» ACTIVITY A: Could you turn the paragraph in the housing supply article below that begins "Global economic growth is projected" into a short bulleted list that keeps its figures?
» ACTIVITY B: Can you extend the housing supply article below by a few sentences, carrying on after its final paragraph?

Housing supply begins to normalise

Making sense of the latest trends in property and economics from around the globe.
Written By:
Liam Bailey, Knight Frank
5 minutes to read

Slowing global growth

Economic damage caused by Russia's invasion of Ukraine will contribute to a significant slowdown in global growth this year and beyond, according to a downbeat assessment from the International Monetary Fund.

Global economic growth is projected to slow from an estimated 6.1% in 2021 to 3.6% in both 2022 and 2023. That's a cut of 0.8% for 2022 and 0.2% for 2023 compared to its January projection. Beyond 2023, the global economic expansion is forecast to settle at about 3.3% over the medium term.

The IMF cut the European Union's outlook for 2022 by 1.1% due to the indirect effects of the war, making it the second largest contributor to the overall downward revision after Russia (see chart). The UK received a 1% downward revision due to the impact that "tighter financial conditions" are having on consumers. The UK will be the worst performing economy in the G7 next year, according to the outlook.


The divergence

The IMF's economic outlook and accompanying financial stability report paint a stark picture of the diverging fortunes of advanced and emerging economies.

Emerging markets will be at the sharp end as global interest rates rise to tame inflation, driving down local currencies and squeezing inward investment. That's likely to trigger both debt distress and social unrest.

Every year the World Economic Forum interviews 1,000 risk experts and global leaders in business and government to better understand where and why the next crisis might arise. We talked back in January about the latest edition, which is looking increasingly prescient. Climate action failure, extreme weather events, and biodiversity loss and ecosystem collapse were considered the top global risks by severity over the next 10 years, but the divergence in fortunes between advanced and developing economies was the next big theme.

Societal risks made up a third of the top 10 risks, with societal cohesion erosion and livelihood crises completing the top five.


Normalisation

A lack of properties for sale relative to demand has underpinned double digit house price growth in the UK during recent months despite a worsening cost of living squeeze. We are, however, beginning to see signs of improvement.

The new instructions indicator in the latest RICS Residential Market Survey turned positive for the first time in twelve months in March. A net balance of +8% of surveyors reported a rise in the volume of fresh listings coming onto the sales market, while a net balance of +9% reported a rise in new buyer enquiries. That's the first time since the onset of the pandemic that the metrics for supply and demand have risen largely in line.

» INFORMATION SHOWN:

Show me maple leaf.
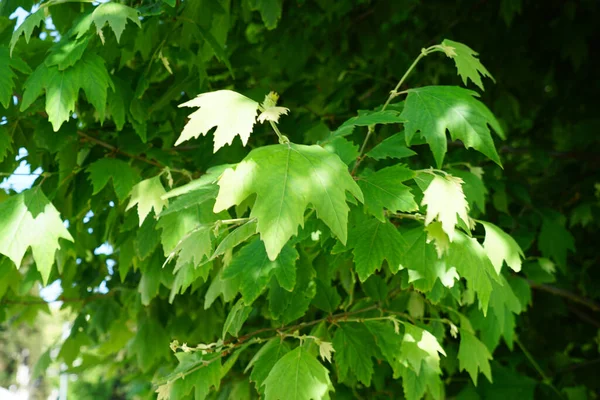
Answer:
[87,158,139,201]
[333,322,377,386]
[401,322,446,374]
[358,164,419,222]
[214,143,363,260]
[442,39,495,90]
[223,240,298,305]
[175,90,258,152]
[21,54,114,132]
[258,92,290,123]
[263,346,333,400]
[421,175,469,241]
[0,187,73,284]
[425,221,450,258]
[348,218,406,282]
[125,176,169,226]
[367,133,417,160]
[244,338,290,394]
[477,221,525,274]
[458,329,492,386]
[400,86,504,167]
[0,46,31,108]
[10,8,46,56]
[86,2,142,43]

» OUTPUT A:
- Global growth: an estimated 6.1% in 2021, projected to fall to 3.6% in both 2022 and 2023
- Compared with the January projection: 0.8% lower for 2022 and 0.2% lower for 2023
- Beyond 2023: expected to settle at about 3.3% over the medium term

» OUTPUT B:
A separate survey of lenders conducted by the Bank of England reveals that banks intend to cut mortgage lending during the three months to the end of May - see the red diamond on the chart below. No reasons were given, though the survey was conducted during the weeks immediately after Russia's invasion of Ukraine. Lenders expect demand for new mortgages and remortgages to increase during Q2.

A reminder that you can read our five year forecasts for house prices and rents here.

New homes

Developers in London sold 6,070 new homes during the first quarter, the most in any quarter since 2018 and the fifth highest quarterly figure since 2008, according to the latest quarterly report from Molior London.

Bulk deals with build-to-rent operators and Help to Buy continue to drive a significant proportion of sales (see chart). The prevalence of Help to Buy raises some questions as to how sections of the market will perform post the wind down of the scheme in 2023, though there are a number of strong drivers underpinning demand, particularly the continued return of employees to central London offices, increasing international travel, a lack of stock in the second hand market and a clamour to purchase the remaining available Help to Buy units.

Deposit Unlock, the industry-led alternative to Help to Buy, currently has 17 housebuilders and two lenders signed up, one of which is Nationwide.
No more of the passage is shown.